Exercise material |
-*-*-

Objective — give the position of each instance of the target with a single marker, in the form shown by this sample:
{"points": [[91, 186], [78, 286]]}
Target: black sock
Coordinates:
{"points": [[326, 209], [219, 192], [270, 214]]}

-*-*-

What is being asked | Reproduce the data above verbatim, line for line.

Task answer |
Objective — give the position of each instance of the target with a single marker, in the form shown by this sample:
{"points": [[91, 186], [78, 286]]}
Target: black sock
Coordinates:
{"points": [[326, 209], [219, 192], [270, 214]]}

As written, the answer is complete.